# BRIEF:
The records below are to be repeated in full, exactly as they are.

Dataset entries
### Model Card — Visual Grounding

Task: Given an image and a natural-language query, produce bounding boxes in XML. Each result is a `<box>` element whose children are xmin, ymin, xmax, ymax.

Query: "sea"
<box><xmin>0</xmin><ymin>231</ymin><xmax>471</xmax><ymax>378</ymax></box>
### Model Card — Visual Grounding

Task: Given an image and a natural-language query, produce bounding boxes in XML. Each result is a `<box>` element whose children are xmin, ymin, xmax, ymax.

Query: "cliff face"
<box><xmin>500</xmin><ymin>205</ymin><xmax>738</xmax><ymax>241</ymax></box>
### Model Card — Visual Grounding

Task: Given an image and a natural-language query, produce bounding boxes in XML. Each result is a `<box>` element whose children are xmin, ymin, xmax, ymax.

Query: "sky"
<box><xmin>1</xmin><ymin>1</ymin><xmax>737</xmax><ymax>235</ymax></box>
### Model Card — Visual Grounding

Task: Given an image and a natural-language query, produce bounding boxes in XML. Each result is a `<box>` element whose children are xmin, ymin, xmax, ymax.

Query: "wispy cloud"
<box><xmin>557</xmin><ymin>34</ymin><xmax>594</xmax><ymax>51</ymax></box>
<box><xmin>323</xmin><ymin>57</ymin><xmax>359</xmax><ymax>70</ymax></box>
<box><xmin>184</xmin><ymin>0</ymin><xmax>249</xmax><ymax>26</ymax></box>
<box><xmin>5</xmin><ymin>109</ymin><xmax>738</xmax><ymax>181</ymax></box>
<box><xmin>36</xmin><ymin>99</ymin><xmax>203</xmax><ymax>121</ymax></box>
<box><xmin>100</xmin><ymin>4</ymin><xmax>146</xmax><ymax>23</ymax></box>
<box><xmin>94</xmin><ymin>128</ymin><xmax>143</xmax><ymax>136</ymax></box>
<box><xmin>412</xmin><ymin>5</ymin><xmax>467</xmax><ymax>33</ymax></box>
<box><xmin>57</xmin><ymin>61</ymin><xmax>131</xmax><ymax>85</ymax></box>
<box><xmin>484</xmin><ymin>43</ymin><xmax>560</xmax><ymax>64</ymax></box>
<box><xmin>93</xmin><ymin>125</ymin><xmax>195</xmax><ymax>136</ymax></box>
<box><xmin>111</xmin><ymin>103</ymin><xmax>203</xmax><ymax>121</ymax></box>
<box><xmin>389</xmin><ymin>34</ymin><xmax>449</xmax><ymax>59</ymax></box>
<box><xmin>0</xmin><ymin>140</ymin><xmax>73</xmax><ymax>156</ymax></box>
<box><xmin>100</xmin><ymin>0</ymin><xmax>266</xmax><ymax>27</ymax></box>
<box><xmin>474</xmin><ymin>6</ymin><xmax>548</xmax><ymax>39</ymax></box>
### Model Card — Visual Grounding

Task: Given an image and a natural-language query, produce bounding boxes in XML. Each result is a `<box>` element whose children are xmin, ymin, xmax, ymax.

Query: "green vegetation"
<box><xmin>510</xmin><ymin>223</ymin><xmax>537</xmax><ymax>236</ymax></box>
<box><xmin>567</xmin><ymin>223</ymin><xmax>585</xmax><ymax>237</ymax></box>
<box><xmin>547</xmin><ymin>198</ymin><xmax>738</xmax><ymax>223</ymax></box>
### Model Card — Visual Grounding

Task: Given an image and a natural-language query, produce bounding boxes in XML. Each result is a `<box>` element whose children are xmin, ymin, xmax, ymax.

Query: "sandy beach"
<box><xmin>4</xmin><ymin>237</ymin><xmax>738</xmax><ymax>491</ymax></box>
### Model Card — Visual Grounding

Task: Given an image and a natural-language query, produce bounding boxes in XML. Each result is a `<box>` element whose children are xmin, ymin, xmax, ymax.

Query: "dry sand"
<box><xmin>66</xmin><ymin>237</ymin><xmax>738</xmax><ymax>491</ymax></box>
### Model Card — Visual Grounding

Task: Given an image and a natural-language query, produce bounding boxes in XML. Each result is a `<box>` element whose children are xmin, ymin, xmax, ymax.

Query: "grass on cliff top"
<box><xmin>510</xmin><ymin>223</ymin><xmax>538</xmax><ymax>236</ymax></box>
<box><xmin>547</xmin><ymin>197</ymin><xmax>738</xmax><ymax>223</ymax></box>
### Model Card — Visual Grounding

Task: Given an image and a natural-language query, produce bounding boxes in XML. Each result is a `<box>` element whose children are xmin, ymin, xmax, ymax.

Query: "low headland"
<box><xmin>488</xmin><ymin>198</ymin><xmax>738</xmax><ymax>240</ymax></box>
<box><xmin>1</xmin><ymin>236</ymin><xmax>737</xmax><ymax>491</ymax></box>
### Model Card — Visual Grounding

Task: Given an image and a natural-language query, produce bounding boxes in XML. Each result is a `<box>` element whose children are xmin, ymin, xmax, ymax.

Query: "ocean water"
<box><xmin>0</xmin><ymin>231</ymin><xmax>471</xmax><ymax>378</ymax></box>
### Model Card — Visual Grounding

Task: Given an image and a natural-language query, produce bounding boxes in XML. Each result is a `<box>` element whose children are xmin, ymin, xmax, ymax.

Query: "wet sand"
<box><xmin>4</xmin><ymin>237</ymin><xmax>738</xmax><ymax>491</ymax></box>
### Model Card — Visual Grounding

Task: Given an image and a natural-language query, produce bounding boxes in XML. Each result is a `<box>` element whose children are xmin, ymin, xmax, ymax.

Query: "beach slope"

# EXERCISE SOLUTION:
### Model Card — Visual Grounding

Task: Given an image and a natural-language query, produce bounding boxes in XML. Each result is a `<box>` element whose children are xmin, ymin, xmax, ymax.

Query: "sea"
<box><xmin>0</xmin><ymin>231</ymin><xmax>471</xmax><ymax>378</ymax></box>
### Model Card — Visual Grounding

Task: Given an image and a natural-language query, produce bounding boxes in XML. Each result is a `<box>` element whose children are xmin, ymin, xmax, ymax.

Query: "cliff face"
<box><xmin>500</xmin><ymin>205</ymin><xmax>738</xmax><ymax>241</ymax></box>
### Model Card — Visual Grounding

Task: Given an image and a natural-language query, produce bounding boxes in XML. Each result is a `<box>` element whose children are xmin, ymin, xmax, ymax.

Query: "sky"
<box><xmin>1</xmin><ymin>1</ymin><xmax>737</xmax><ymax>235</ymax></box>
### Model Card — Visual Grounding

Task: Given an image and a natural-language query, produce bounding boxes in XML. Each result is a `<box>` element whose children are xmin, ymin, xmax, ymax.

Query: "wispy cloud"
<box><xmin>557</xmin><ymin>34</ymin><xmax>594</xmax><ymax>51</ymax></box>
<box><xmin>323</xmin><ymin>57</ymin><xmax>359</xmax><ymax>70</ymax></box>
<box><xmin>184</xmin><ymin>0</ymin><xmax>249</xmax><ymax>26</ymax></box>
<box><xmin>5</xmin><ymin>109</ymin><xmax>738</xmax><ymax>181</ymax></box>
<box><xmin>36</xmin><ymin>99</ymin><xmax>203</xmax><ymax>121</ymax></box>
<box><xmin>100</xmin><ymin>4</ymin><xmax>146</xmax><ymax>23</ymax></box>
<box><xmin>94</xmin><ymin>128</ymin><xmax>143</xmax><ymax>136</ymax></box>
<box><xmin>412</xmin><ymin>5</ymin><xmax>467</xmax><ymax>33</ymax></box>
<box><xmin>57</xmin><ymin>61</ymin><xmax>131</xmax><ymax>85</ymax></box>
<box><xmin>484</xmin><ymin>43</ymin><xmax>560</xmax><ymax>64</ymax></box>
<box><xmin>93</xmin><ymin>125</ymin><xmax>195</xmax><ymax>136</ymax></box>
<box><xmin>111</xmin><ymin>103</ymin><xmax>203</xmax><ymax>121</ymax></box>
<box><xmin>389</xmin><ymin>34</ymin><xmax>449</xmax><ymax>59</ymax></box>
<box><xmin>0</xmin><ymin>140</ymin><xmax>73</xmax><ymax>156</ymax></box>
<box><xmin>100</xmin><ymin>0</ymin><xmax>266</xmax><ymax>27</ymax></box>
<box><xmin>474</xmin><ymin>6</ymin><xmax>548</xmax><ymax>39</ymax></box>
### Model Card — Visual Grounding

Task: Given an image and a natural-language query, produce bounding boxes in XML. Each result is a `<box>` element whose children are xmin, ymin, xmax, ymax.

Query: "green vegetation"
<box><xmin>510</xmin><ymin>223</ymin><xmax>537</xmax><ymax>236</ymax></box>
<box><xmin>567</xmin><ymin>223</ymin><xmax>585</xmax><ymax>237</ymax></box>
<box><xmin>547</xmin><ymin>198</ymin><xmax>738</xmax><ymax>223</ymax></box>
### Model Card — Visual Grounding

Task: Given an image and a natural-language query, produce bounding boxes in XML. Each result is a `<box>` element whose children are xmin, ymin, xmax, ymax.

Query: "sandy beach"
<box><xmin>4</xmin><ymin>237</ymin><xmax>738</xmax><ymax>491</ymax></box>
### Model Card — Visual Grounding

Task: Given an image and a natural-language query, produce bounding boxes in XML. Each result is a `<box>` element whose children are xmin, ymin, xmax, ymax.

Query: "dry sand"
<box><xmin>66</xmin><ymin>237</ymin><xmax>738</xmax><ymax>491</ymax></box>
### Model Card — Visual Grounding

Task: Given an image and a natural-language query, produce bounding boxes in XML. Each result is a `<box>` element whose children are xmin, ymin, xmax, ymax.

Query: "grass on cliff top"
<box><xmin>510</xmin><ymin>223</ymin><xmax>538</xmax><ymax>236</ymax></box>
<box><xmin>547</xmin><ymin>197</ymin><xmax>738</xmax><ymax>223</ymax></box>
### Model Card — Visual Grounding

Task: Given an image and a natural-language query, produce bounding boxes in XML. Each result is a `<box>` element whose children are xmin, ymin, xmax, ymax.

Query: "low headland"
<box><xmin>488</xmin><ymin>198</ymin><xmax>738</xmax><ymax>240</ymax></box>
<box><xmin>1</xmin><ymin>236</ymin><xmax>737</xmax><ymax>491</ymax></box>
### Model Card — Visual Grounding

Task: Given an image and a natural-language query, produce bounding boxes in XML. Each result is a `<box>` element whose children are xmin, ymin, xmax, ymax.

Query: "ocean water"
<box><xmin>0</xmin><ymin>231</ymin><xmax>471</xmax><ymax>378</ymax></box>
### Model Card — Visual Grounding

Task: Given an image and a natural-language query, produce bounding boxes in XML. Each result is a `<box>` element whose children are xmin, ymin, xmax, ymax.

Query: "wet sand"
<box><xmin>4</xmin><ymin>237</ymin><xmax>738</xmax><ymax>491</ymax></box>
### Model Card — Visual Grounding

Task: Given an image and a natural-language query, produce bounding boxes in XML. Each result is a `<box>` element whose children are xmin, ymin, xmax, ymax.

Query: "beach slope"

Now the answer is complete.